## BEGIN TASK DATA

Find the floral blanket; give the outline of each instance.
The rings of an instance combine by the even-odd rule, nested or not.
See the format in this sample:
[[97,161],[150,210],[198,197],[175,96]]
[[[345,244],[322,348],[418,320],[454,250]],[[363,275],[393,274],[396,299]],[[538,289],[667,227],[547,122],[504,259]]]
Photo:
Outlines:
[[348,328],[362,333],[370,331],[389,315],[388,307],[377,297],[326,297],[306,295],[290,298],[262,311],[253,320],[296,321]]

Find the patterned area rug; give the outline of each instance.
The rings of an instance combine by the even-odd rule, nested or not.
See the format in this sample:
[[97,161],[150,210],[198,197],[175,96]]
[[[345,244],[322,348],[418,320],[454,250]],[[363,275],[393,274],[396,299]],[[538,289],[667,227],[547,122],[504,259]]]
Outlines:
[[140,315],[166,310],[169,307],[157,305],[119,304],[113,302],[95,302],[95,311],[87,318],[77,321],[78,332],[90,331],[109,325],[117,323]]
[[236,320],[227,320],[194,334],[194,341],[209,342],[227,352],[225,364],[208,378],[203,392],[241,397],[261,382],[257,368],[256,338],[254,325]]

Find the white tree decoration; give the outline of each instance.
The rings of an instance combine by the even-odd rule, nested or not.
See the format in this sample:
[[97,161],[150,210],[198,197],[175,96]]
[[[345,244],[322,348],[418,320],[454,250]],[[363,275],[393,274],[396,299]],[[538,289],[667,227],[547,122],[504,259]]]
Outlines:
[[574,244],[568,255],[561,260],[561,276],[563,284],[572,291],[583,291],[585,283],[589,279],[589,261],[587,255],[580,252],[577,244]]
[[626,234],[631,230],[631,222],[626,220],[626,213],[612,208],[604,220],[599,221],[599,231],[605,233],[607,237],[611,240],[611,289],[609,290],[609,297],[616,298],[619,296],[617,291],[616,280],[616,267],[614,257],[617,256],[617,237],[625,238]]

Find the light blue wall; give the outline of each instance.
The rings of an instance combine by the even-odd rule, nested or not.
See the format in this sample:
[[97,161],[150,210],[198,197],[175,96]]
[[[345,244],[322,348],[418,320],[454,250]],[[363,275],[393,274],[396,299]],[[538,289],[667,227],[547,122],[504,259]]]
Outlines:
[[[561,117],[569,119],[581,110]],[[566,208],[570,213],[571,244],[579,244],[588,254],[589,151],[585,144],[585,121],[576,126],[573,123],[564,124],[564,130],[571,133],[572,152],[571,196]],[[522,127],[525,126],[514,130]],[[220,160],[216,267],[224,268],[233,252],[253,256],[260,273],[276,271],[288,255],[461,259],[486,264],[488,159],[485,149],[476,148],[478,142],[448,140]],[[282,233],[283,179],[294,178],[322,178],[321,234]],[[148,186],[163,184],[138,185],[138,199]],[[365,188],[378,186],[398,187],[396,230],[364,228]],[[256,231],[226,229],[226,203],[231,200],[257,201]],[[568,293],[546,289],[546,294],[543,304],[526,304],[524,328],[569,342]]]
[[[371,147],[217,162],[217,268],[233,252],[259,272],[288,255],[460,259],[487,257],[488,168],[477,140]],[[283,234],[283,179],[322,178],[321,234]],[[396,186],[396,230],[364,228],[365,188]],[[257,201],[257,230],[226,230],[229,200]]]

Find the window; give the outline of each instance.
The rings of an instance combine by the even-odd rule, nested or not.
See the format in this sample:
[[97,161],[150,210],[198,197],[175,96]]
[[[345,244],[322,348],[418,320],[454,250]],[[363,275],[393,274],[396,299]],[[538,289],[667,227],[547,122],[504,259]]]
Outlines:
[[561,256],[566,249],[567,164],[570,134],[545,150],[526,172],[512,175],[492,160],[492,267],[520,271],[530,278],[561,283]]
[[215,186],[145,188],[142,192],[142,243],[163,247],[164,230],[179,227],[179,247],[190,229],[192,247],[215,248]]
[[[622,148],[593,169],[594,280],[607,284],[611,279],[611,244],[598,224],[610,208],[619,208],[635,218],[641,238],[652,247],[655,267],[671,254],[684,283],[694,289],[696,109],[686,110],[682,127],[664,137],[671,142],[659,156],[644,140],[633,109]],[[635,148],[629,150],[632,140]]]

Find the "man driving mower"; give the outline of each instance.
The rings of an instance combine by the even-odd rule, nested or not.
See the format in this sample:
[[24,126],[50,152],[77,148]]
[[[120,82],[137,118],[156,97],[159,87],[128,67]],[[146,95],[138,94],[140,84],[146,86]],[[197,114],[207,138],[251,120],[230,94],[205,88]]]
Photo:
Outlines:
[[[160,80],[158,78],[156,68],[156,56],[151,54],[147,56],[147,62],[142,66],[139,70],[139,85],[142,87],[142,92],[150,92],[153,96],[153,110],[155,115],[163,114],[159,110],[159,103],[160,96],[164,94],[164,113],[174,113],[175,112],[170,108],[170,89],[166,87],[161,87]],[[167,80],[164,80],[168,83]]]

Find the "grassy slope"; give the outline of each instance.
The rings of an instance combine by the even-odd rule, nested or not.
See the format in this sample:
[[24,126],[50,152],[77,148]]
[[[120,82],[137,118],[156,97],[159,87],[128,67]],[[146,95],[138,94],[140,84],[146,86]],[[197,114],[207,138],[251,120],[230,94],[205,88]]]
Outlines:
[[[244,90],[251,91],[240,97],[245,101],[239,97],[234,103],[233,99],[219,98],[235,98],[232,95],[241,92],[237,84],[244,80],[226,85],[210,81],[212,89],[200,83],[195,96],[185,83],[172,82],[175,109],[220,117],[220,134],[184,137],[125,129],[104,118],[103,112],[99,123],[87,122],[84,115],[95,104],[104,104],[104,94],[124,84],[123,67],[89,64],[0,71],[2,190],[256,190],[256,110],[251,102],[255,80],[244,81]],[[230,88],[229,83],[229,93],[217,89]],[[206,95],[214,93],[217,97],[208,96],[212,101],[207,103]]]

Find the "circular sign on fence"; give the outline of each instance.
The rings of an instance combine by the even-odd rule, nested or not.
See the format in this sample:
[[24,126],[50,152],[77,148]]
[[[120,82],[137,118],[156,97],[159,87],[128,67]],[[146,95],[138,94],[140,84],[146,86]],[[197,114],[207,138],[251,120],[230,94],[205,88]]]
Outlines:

## END TASK DATA

▶ **WRITTEN REQUEST**
Pull out each line in the rows above that contains the word "Find", and copy those lines word for word.

▶ **THE REPLY**
Find the floral blanket; give the outline of each instance.
Find the patterned area rug; give the outline of each instance.
Find the white tree decoration; give the outline of each instance.
Find the light blue wall; give the outline of each instance.
Find the window; give the outline of each instance.
Find the "man driving mower"; give the outline of each instance.
Find the "grassy slope"; give the outline of each instance.
Find the "circular sign on fence"; give the outline of each instance.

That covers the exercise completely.